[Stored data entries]
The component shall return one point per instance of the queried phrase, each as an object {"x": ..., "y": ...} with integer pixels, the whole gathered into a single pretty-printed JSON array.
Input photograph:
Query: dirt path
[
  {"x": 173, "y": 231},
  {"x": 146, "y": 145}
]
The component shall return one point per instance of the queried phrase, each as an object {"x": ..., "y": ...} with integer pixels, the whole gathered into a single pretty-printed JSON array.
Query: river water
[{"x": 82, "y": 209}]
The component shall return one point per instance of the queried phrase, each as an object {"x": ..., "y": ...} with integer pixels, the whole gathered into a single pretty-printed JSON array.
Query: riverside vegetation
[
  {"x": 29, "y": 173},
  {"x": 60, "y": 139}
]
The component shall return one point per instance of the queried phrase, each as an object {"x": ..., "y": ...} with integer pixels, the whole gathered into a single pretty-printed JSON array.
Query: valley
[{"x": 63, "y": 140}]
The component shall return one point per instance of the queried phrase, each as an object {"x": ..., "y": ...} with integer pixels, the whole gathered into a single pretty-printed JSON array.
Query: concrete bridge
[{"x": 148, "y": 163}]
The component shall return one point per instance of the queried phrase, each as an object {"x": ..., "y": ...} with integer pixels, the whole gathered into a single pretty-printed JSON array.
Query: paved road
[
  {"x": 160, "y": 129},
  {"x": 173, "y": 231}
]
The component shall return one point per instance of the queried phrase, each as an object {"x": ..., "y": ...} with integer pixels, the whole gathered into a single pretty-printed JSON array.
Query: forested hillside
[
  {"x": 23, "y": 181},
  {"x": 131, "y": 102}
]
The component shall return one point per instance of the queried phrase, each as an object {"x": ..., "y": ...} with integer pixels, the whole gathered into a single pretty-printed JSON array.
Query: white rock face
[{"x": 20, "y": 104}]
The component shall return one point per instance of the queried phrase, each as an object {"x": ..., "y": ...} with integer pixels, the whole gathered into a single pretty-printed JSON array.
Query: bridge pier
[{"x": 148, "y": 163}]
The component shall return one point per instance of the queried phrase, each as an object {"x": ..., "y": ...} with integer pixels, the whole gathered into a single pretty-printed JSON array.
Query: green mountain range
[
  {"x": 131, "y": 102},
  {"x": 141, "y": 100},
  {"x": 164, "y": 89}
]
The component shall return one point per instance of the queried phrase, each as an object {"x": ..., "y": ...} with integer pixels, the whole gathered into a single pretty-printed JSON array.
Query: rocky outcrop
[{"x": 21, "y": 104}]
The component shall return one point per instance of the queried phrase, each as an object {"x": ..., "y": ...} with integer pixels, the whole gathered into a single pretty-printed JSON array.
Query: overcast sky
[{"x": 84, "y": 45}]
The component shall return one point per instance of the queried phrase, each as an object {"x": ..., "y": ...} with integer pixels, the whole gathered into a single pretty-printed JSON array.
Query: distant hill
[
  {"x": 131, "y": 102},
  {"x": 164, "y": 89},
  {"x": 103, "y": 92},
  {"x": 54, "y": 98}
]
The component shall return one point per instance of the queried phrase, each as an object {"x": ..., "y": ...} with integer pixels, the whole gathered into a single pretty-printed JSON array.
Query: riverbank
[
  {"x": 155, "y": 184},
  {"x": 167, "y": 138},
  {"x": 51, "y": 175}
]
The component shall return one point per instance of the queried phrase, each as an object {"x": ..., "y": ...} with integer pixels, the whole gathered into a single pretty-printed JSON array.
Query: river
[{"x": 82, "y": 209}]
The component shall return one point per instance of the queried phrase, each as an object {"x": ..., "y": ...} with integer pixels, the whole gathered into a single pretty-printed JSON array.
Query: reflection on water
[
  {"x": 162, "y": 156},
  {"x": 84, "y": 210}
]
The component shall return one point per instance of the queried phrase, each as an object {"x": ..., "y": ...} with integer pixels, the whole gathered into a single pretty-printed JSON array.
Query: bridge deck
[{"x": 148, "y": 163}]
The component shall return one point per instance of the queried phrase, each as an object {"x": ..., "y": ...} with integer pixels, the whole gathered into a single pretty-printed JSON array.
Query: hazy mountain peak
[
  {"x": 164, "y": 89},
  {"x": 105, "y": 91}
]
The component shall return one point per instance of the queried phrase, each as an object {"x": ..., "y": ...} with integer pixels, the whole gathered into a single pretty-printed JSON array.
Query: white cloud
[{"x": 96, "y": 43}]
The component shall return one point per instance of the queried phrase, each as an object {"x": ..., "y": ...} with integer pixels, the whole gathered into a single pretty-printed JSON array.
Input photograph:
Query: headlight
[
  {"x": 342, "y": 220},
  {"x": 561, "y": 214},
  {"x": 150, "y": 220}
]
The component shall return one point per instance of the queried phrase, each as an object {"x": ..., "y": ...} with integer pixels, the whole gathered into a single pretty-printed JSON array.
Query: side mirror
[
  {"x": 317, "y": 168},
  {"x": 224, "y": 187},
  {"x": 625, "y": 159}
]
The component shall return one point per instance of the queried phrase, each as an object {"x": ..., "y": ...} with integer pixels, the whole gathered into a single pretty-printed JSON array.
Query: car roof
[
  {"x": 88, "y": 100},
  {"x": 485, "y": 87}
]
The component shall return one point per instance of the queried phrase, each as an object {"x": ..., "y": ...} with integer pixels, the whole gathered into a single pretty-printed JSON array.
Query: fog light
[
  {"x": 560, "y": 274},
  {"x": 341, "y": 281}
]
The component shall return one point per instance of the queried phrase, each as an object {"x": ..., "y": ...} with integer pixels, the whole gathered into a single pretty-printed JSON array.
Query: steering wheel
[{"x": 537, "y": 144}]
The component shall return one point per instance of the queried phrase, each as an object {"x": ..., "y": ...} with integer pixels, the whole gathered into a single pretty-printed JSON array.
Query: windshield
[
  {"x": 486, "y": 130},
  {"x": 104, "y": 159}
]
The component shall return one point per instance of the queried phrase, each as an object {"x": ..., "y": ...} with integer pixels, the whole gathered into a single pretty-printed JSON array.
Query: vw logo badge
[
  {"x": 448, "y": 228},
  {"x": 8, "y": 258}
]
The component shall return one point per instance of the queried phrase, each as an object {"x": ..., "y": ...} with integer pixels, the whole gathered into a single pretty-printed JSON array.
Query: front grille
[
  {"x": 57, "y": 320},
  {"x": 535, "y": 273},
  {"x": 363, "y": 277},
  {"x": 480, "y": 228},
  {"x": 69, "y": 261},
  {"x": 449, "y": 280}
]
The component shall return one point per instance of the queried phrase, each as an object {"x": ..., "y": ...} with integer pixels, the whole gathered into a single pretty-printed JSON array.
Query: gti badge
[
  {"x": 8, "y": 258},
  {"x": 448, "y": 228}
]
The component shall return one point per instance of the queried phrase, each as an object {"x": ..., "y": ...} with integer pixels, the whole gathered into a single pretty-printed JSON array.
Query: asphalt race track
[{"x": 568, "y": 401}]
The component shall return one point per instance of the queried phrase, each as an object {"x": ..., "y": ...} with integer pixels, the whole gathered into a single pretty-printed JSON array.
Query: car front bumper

● Exercise prompt:
Restate the records from above exactly as they read.

● Response for this exercise:
The component shall return one point per instance of the queried phrase, each as an object {"x": ..., "y": ...} with integer pixels, the whole gathered into a single pretty-printed JSON array.
Input photograph:
Query: dirt path
[
  {"x": 173, "y": 231},
  {"x": 146, "y": 145}
]
The component shall return one point per instance of the queried phrase, each as an object {"x": ..., "y": ...} with integer pixels, the whole gathered into a single pretty-printed JSON array.
Query: river water
[{"x": 82, "y": 209}]
The component shall return one point per instance of the queried phrase, each as an object {"x": ..., "y": ...} with integer pixels, the whole gathered into a single pretty-printed JSON array.
Query: riverside vegetation
[
  {"x": 29, "y": 173},
  {"x": 60, "y": 139}
]
The component shall return one point per instance of the queried phrase, each as an object {"x": ..., "y": ...} with integer pixels, the whole gathered into a single pretty-printed JSON array.
Query: valley
[{"x": 63, "y": 140}]
The component shall return one point per instance of the queried phrase, each as an object {"x": ..., "y": ...} with integer pixels, the whole gathered into a single pretty-printed JSON array.
Query: concrete bridge
[{"x": 148, "y": 163}]
The component shall return one point per instance of the queried phrase, each as an object {"x": ..., "y": ...} with integer pixels, the whole gathered into a single pretty-printed JSON array.
Query: paved road
[
  {"x": 160, "y": 129},
  {"x": 173, "y": 231}
]
The component shall return one point per instance of the queried phrase, each as an object {"x": ..., "y": ...} with integer pixels, the whole gathered into a single pretty-printed JSON array.
Query: forested hillside
[
  {"x": 23, "y": 181},
  {"x": 131, "y": 102}
]
The component shall return one point per instance of the queried phrase, each as an object {"x": ..., "y": ...} with integer pixels, the whole gathered into a single pretty-printed JSON array.
Query: white rock face
[{"x": 20, "y": 104}]
The component shall return one point per instance of the queried phrase, each as an object {"x": ..., "y": ...} with integer pixels, the whole gathered into a single pretty-printed JSON array.
Query: bridge pier
[{"x": 148, "y": 163}]
The component shall return one point per instance of the queried phrase, each as an object {"x": ..., "y": ...} with integer pixels, the whole gathered into a single pretty-printed JSON array.
Query: green mountain range
[
  {"x": 131, "y": 102},
  {"x": 141, "y": 100},
  {"x": 164, "y": 89}
]
The component shall return one point per instance of the queried phrase, each as an object {"x": ..., "y": ...} with integer pixels, the whole gathered into a single pretty-printed JSON array.
Query: rocky outcrop
[{"x": 21, "y": 104}]
The component shall return one point per instance of the queried phrase, each as an object {"x": ..., "y": ...} with integer pixels, the whole gathered into a single pretty-printed JSON array.
Query: overcast sky
[{"x": 84, "y": 45}]
The component shall return one point per instance of the queried phrase, each as an object {"x": ..., "y": ...} with integer pixels, the whole gathered into a single pretty-printed JSON array.
Query: distant hill
[
  {"x": 131, "y": 102},
  {"x": 164, "y": 89},
  {"x": 103, "y": 92},
  {"x": 54, "y": 98}
]
The component shall return one point per instance of the queried phrase, each as an object {"x": ..., "y": ...} with integer pixels, the whole gathered into a single pretty-printed JSON array.
Query: riverbank
[
  {"x": 155, "y": 184},
  {"x": 167, "y": 138},
  {"x": 51, "y": 175}
]
The component shall return one point per instance of the queried phrase, each as an object {"x": ..., "y": ...} with integer pixels, the whole gathered into a single pretty-printed JSON array.
Query: river
[{"x": 82, "y": 209}]
The component shall return one point per instance of the queried phrase, each as an object {"x": ..., "y": ...} with integer pixels, the whole gathered into a single pretty-printed JSON array.
Query: reflection on water
[
  {"x": 162, "y": 156},
  {"x": 84, "y": 210}
]
The component shall return one point per instance of the queried phrase, each as an object {"x": ..., "y": ...} with integer pixels, the whole gathered into a single pretty-printed JSON array.
Query: bridge deck
[{"x": 148, "y": 163}]
The component shall return one point per instance of the queried phrase, each as an object {"x": ..., "y": ...} with integer pixels, the whole gathered into a single pretty-printed JSON array.
Query: hazy mountain peak
[
  {"x": 164, "y": 89},
  {"x": 105, "y": 91}
]
The component shall return one point per instance of the queried phrase, each as an object {"x": ..., "y": ...} with integer pixels, the whole gathered into a single pretty-printed JSON array.
Query: white cloud
[{"x": 96, "y": 43}]
The component shall return one point per instance of the queried phrase, each as an object {"x": ..., "y": ...} with integer pixels, the whole gathered into a single pretty-printed JSON array.
Input photograph:
Query: headlight
[
  {"x": 342, "y": 220},
  {"x": 561, "y": 214},
  {"x": 150, "y": 220}
]
The component shall return one point per instance of the queried phrase, each as an object {"x": ..., "y": ...} with integer pixels, the whole gathered into a single pretty-printed JSON array.
Query: side mirror
[
  {"x": 317, "y": 168},
  {"x": 224, "y": 187},
  {"x": 625, "y": 159}
]
The component shall return one point per instance of the queried phrase, each as an object {"x": ..., "y": ...} with integer pixels, the whole gathered into a single pretty-printed JSON array.
Query: car roof
[
  {"x": 88, "y": 100},
  {"x": 485, "y": 87}
]
The component shall return one point per instance of the queried phrase, each as an object {"x": ..., "y": ...} with integer pixels, the whole gathered into a single pretty-printed JSON array.
Query: fog light
[
  {"x": 560, "y": 274},
  {"x": 341, "y": 281}
]
The component shall return one point per instance of the queried phrase, each as an object {"x": ..., "y": ...} with integer pixels, the whole gathered into a single pretty-printed JSON array.
Query: steering wheel
[{"x": 537, "y": 144}]
The component shall return one point per instance of the queried phrase, each as an object {"x": ..., "y": ...} with integer pixels, the whole gathered into a single pretty-printed JSON array.
Query: windshield
[
  {"x": 486, "y": 130},
  {"x": 104, "y": 159}
]
The component shall return one point per instance of the queried phrase, each as an object {"x": ..., "y": ...} with integer pixels, the whole gathered into a single pretty-printed JSON array.
Query: vw logo badge
[
  {"x": 448, "y": 228},
  {"x": 8, "y": 258}
]
The component shall return one point per instance of the queried phrase, each as an object {"x": ..., "y": ...} with integer pixels, the whole gathered into a single pretty-printed JSON array.
Query: front grille
[
  {"x": 57, "y": 320},
  {"x": 535, "y": 273},
  {"x": 363, "y": 277},
  {"x": 480, "y": 228},
  {"x": 69, "y": 261},
  {"x": 449, "y": 280}
]
The component shall return one point per instance of the queried phrase, each as an object {"x": ..., "y": ...} with integer pixels, the whole gathered into a single pretty-printed JSON array.
Query: gti badge
[
  {"x": 8, "y": 258},
  {"x": 448, "y": 228}
]
The component shall return one point per instance of the queried phrase, each as an object {"x": ..., "y": ...} with integer pixels, the whole gathered into a single pretty-printed JSON array.
Query: asphalt race track
[{"x": 568, "y": 401}]
The component shall return one point per instance of the queried phrase, each as an object {"x": ..., "y": ...} with integer pixels, the whole gathered into a single pretty-printed JSON array.
Query: car front bumper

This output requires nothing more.